** Goal a **
List the usernames that appear as post headings in the TFSA forum thread.

When my wife and I retire we will downsize our house and partially fund our retirement from the difference between the values of the current and new home. While we will only have about 10% of that difference able to be placed into our TFSAs because we aren't likely to have much room, imagine some future couples who have 20 years of room down the road.


----------



## pwm

Good article in today's Financial Post by Jamie Golombek: http://business.financialpost.com/2014/03/21/jim-flaherty-may-be-gone-but-tfsas-will-live-on/


----------



## HaroldCrump

It's ironic that the subject of unions comes up in a discussion of taxes/RRSPs/TFSAs :biggrin:

Anyhow, there is a whole subsection of people that are baying for the blood of the TFSA.
They want it gone, killed, murdered, and buried so that the govt. can "recover" "lost" tax revenue.
There is nothing in the TFSA or any tax shelter program that causes govt. to "lose" tax revenue.

As long as income tax rates are below 100%, govt. is "losing" tax revenue.

Anyhow, I agree with OGG that the program will stay in its current form until the Harper administration is in office.
If or when they are ousted from office, all bets are off.
That may (or may not) happen before the limit is doubled to $10K.

But it is almost certain that future administrations will not increase the limits beyond the inflation indexation already built into it.

I agree as well that TFSA withdrawals should be included for calculation of govt. pension benefits (GIS and OAS).
Not doing so is a huge and unfair tax subsidy for the retirees vis-à-vis the current generation of workers.


----------



## Eclectic12

HaroldCrump said:


> ... Anyhow, there is a whole subsection of people that are baying for the blood of the TFSA ...
> 
> If or when they are ousted from office, all bets are off.


 ... not sure why so negative ... is this any different from those over the last thirty years that have warned "the next gov't is going to kill RRSPs"?




HaroldCrump said:


> ... But it is almost certain that future administrations will not increase the limits beyond the inflation indexation already built into it.
> 
> I agree as well that TFSA withdrawals should be included for calculation of govt. pension benefits (GIS and OAS).


 ... +1.



HaroldCrump said:


> ... Not doing so is a huge and unfair tax subsidy for the retirees vis-à-vis the current generation of workers.

** Goal b **
In the records below, recast the lines from the one containing "I'm looking for the bride's updo" up to and including the one containing "[88,24,171,111]" as a JSON list of strings, one string per line, with blank lines left out.

** Records for the exercise **
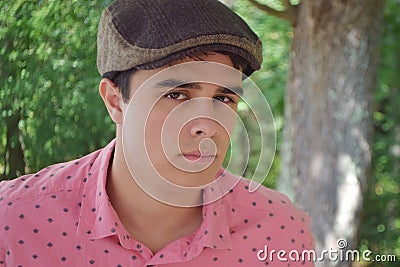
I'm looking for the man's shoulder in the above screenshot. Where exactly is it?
[0,147,101,206]
[223,174,310,224]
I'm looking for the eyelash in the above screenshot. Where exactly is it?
[163,92,236,104]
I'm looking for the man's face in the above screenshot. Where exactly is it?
[124,53,242,186]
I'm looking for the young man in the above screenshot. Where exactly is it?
[0,0,313,266]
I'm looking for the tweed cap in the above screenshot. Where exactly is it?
[97,0,262,78]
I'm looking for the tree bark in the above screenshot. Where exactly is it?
[278,0,384,266]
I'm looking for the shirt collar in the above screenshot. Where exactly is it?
[77,140,236,257]
[78,140,121,239]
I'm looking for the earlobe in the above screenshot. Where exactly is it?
[99,78,123,124]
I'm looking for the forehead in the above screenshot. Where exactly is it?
[131,53,242,92]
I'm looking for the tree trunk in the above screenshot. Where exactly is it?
[278,0,384,266]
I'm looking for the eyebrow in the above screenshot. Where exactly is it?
[156,79,243,96]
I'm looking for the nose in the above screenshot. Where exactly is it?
[189,118,219,138]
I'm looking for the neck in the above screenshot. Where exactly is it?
[107,138,202,252]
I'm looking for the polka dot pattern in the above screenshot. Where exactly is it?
[0,141,314,267]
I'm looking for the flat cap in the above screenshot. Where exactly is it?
[97,0,262,77]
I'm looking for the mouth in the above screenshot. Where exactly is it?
[182,151,217,163]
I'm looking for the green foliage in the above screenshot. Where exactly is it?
[234,0,293,188]
[0,0,400,266]
[360,0,400,266]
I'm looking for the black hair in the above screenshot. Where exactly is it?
[110,51,247,103]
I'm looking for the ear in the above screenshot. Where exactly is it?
[99,78,123,124]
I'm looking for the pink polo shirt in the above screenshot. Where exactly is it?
[0,141,314,267]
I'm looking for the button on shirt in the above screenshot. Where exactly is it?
[0,140,314,267]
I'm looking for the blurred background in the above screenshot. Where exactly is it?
[0,0,400,266]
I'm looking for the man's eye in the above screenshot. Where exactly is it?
[214,95,236,104]
[164,92,188,100]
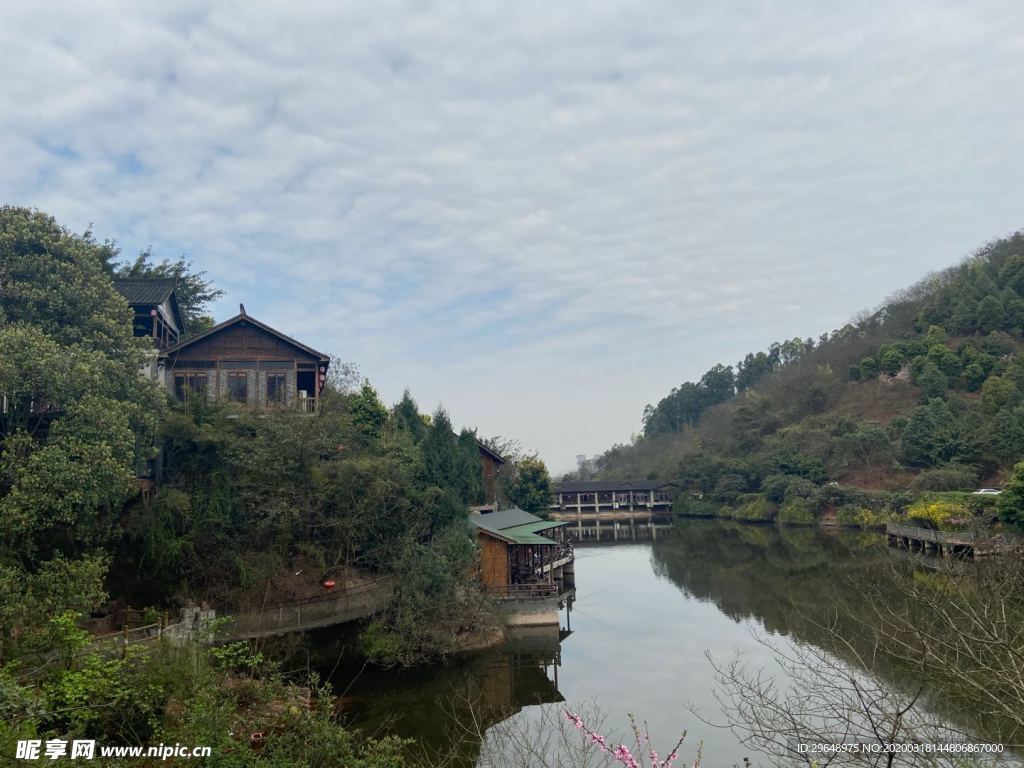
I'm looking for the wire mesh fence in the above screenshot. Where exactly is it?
[213,577,395,642]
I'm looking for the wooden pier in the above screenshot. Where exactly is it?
[886,522,1024,558]
[548,480,678,525]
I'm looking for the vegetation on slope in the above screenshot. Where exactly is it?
[0,207,528,768]
[596,232,1024,521]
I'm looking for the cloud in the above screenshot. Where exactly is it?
[0,1,1024,468]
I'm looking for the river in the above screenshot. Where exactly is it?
[299,520,1011,766]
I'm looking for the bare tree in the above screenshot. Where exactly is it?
[697,560,1024,767]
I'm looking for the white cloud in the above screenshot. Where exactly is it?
[0,1,1024,468]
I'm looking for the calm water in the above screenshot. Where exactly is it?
[299,520,995,766]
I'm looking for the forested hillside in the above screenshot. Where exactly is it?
[0,207,512,766]
[596,232,1024,520]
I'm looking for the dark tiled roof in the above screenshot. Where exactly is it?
[164,312,331,362]
[114,278,177,304]
[555,480,675,494]
[476,440,505,464]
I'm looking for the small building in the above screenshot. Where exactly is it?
[114,278,185,351]
[469,508,573,598]
[551,480,679,521]
[160,306,331,413]
[476,440,505,507]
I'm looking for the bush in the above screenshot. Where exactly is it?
[732,494,776,521]
[775,498,814,525]
[996,462,1024,527]
[906,497,970,530]
[911,464,978,490]
[672,495,718,517]
[836,504,880,527]
[880,347,903,376]
[860,357,879,381]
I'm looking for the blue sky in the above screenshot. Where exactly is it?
[0,0,1024,470]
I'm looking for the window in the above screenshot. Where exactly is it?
[227,371,249,402]
[266,374,288,402]
[174,374,206,402]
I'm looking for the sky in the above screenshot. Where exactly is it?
[0,0,1024,472]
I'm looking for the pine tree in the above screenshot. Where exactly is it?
[391,389,427,442]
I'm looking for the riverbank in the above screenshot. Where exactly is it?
[305,518,1024,766]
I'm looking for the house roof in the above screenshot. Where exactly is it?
[114,278,177,304]
[476,440,505,464]
[164,311,331,362]
[114,278,185,330]
[555,480,678,494]
[469,507,565,546]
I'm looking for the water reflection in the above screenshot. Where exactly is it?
[310,626,572,766]
[299,520,1011,765]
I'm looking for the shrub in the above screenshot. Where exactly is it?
[906,497,970,530]
[880,347,903,376]
[672,495,718,517]
[732,494,775,521]
[996,462,1024,527]
[775,498,814,525]
[836,504,878,527]
[911,464,978,490]
[860,357,879,381]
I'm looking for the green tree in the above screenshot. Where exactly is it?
[990,408,1024,464]
[996,462,1024,527]
[961,362,985,392]
[458,429,483,506]
[840,422,893,467]
[881,347,903,376]
[0,207,165,563]
[420,408,464,496]
[975,295,1007,333]
[901,397,957,467]
[860,357,879,381]
[348,379,387,437]
[509,456,552,515]
[391,389,427,442]
[913,360,948,402]
[981,376,1020,414]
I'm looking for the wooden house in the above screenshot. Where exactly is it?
[476,440,505,506]
[550,480,679,520]
[160,306,331,413]
[469,508,573,598]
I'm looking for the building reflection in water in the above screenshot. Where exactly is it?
[307,610,572,766]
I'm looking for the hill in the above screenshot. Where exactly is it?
[581,231,1024,521]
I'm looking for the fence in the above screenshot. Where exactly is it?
[214,577,395,641]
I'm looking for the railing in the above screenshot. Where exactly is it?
[484,582,558,599]
[886,522,975,544]
[215,577,395,640]
[541,543,573,573]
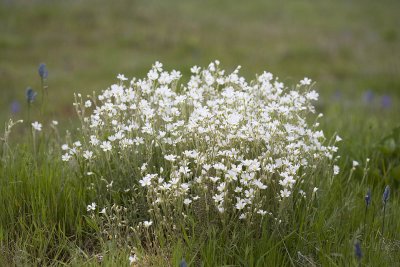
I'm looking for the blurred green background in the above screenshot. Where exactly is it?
[0,0,400,124]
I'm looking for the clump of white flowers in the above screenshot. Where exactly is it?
[62,61,339,226]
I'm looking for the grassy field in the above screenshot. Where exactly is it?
[0,0,400,266]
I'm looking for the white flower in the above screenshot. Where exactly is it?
[117,74,128,81]
[61,153,71,161]
[164,154,176,162]
[143,220,153,228]
[100,141,112,152]
[235,199,247,210]
[280,188,292,198]
[83,150,93,159]
[257,210,267,216]
[333,165,340,175]
[87,202,96,211]
[129,254,139,264]
[139,174,154,186]
[61,144,69,150]
[300,77,311,85]
[32,121,42,132]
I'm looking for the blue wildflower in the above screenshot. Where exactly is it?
[179,259,187,267]
[354,241,362,261]
[26,87,37,104]
[11,100,21,114]
[365,189,371,207]
[39,63,49,80]
[382,185,390,205]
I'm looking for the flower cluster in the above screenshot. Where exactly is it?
[62,61,339,223]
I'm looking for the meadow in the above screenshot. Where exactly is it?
[0,0,400,266]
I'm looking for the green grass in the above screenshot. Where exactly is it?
[0,0,400,266]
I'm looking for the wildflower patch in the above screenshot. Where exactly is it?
[62,61,340,226]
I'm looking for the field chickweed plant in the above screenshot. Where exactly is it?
[62,61,340,255]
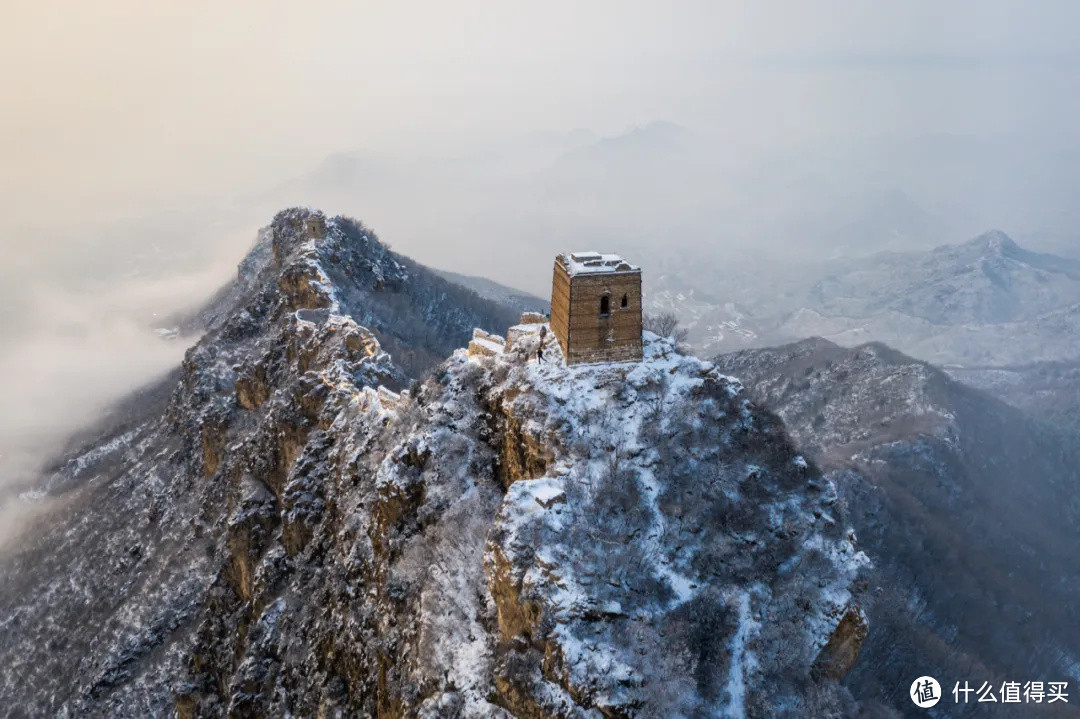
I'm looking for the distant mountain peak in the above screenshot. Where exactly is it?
[969,230,1020,255]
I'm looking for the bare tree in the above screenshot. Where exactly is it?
[642,312,690,345]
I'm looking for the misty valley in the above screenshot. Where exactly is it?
[0,0,1080,719]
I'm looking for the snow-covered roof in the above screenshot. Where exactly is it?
[558,252,640,276]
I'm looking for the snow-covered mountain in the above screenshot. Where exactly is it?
[0,209,867,719]
[717,339,1080,717]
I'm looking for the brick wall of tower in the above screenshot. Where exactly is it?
[551,261,642,364]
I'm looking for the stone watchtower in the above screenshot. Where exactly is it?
[551,253,642,365]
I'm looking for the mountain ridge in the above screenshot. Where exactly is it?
[0,208,866,719]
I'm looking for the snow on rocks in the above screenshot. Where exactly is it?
[468,328,865,716]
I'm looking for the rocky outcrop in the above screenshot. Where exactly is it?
[0,209,865,719]
[716,339,1080,717]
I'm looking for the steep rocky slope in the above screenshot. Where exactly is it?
[717,339,1080,717]
[0,209,867,717]
[946,362,1080,434]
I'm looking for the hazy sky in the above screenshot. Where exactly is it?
[0,0,1080,524]
[0,0,1080,224]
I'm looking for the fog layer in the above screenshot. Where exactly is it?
[0,0,1080,524]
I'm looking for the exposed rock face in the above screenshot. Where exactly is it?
[0,211,865,719]
[717,340,1080,717]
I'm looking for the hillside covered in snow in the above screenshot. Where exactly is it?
[0,209,868,719]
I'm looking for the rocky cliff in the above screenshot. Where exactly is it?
[0,209,867,718]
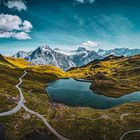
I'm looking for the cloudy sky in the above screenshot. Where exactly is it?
[0,0,140,54]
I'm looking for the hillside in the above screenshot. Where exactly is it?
[69,55,140,97]
[0,53,140,140]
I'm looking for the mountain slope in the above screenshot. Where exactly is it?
[13,45,140,70]
[69,47,100,67]
[14,46,75,70]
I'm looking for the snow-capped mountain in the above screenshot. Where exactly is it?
[13,45,140,70]
[69,47,100,66]
[14,45,75,70]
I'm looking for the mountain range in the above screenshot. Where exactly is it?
[13,45,140,70]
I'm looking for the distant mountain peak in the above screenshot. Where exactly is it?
[13,45,140,70]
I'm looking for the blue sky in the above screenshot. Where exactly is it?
[0,0,140,54]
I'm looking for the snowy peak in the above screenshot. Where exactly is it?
[13,45,140,70]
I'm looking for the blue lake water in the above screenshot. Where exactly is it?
[46,79,140,109]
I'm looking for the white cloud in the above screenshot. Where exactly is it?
[23,20,33,32]
[80,40,101,50]
[75,0,95,3]
[7,0,27,11]
[0,32,31,40]
[0,14,33,40]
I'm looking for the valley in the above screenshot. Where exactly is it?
[0,55,140,140]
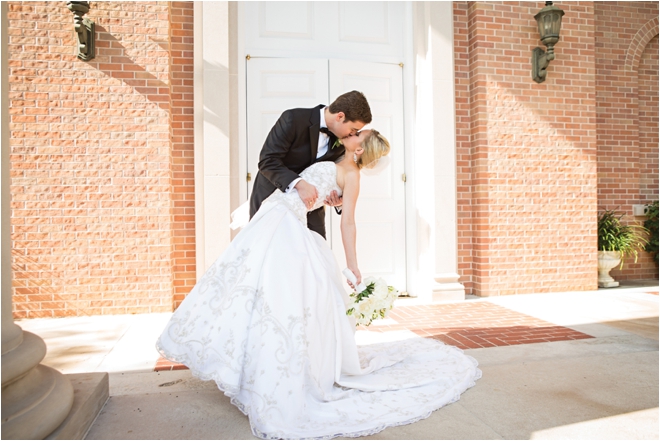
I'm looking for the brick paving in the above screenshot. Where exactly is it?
[154,301,593,371]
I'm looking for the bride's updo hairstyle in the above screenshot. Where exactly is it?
[357,129,390,168]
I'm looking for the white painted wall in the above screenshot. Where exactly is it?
[195,2,464,301]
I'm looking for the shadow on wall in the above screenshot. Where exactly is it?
[88,24,171,111]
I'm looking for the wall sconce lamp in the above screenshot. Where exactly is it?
[66,1,95,61]
[532,2,564,83]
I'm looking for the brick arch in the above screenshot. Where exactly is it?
[624,17,658,71]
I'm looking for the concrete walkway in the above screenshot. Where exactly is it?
[17,284,660,439]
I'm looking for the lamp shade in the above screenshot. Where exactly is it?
[534,5,564,46]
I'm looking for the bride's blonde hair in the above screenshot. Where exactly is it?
[357,129,390,168]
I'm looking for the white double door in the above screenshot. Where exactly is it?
[246,58,406,290]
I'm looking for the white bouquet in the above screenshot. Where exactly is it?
[346,273,399,326]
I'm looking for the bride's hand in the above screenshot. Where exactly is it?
[346,266,362,289]
[295,179,319,208]
[324,190,343,207]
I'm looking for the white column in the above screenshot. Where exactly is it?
[411,2,465,301]
[430,2,465,300]
[194,2,232,278]
[0,2,73,439]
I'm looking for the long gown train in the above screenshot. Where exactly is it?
[157,162,481,439]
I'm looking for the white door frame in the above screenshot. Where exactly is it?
[194,2,464,301]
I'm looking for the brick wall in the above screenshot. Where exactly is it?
[8,2,194,317]
[454,2,596,296]
[595,2,658,280]
[170,2,197,307]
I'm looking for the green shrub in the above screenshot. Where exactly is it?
[644,201,658,265]
[598,210,648,268]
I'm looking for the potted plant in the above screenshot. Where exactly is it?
[644,201,658,265]
[598,210,648,288]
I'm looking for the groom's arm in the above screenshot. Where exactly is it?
[259,110,299,191]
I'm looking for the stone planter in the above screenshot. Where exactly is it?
[598,251,621,288]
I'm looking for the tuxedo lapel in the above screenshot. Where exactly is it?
[309,104,325,163]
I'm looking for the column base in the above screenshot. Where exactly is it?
[46,372,110,439]
[431,273,465,302]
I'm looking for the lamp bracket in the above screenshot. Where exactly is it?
[532,47,554,83]
[67,1,96,61]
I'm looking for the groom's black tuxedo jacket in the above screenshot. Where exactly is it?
[250,104,344,238]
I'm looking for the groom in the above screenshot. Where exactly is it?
[250,90,371,239]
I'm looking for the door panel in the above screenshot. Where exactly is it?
[329,60,406,290]
[246,58,328,199]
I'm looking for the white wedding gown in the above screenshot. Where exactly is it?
[157,162,481,439]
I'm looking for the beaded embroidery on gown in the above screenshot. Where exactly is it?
[156,162,481,439]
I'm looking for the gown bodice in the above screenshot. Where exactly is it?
[264,161,342,224]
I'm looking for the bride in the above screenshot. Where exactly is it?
[157,130,481,439]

** Worked answer a **
pwm, HaroldCrump, Eclectic12

** Worked answer b **
[
  "I'm looking for the bride's updo hairstyle in the above screenshot. Where exactly is it?",
  "[357,129,390,168]",
  "I'm looking for the white painted wall in the above screenshot. Where exactly is it?",
  "[195,2,464,301]",
  "I'm looking for the shadow on wall in the above screenshot. Where exactly is it?",
  "[88,24,171,111]"
]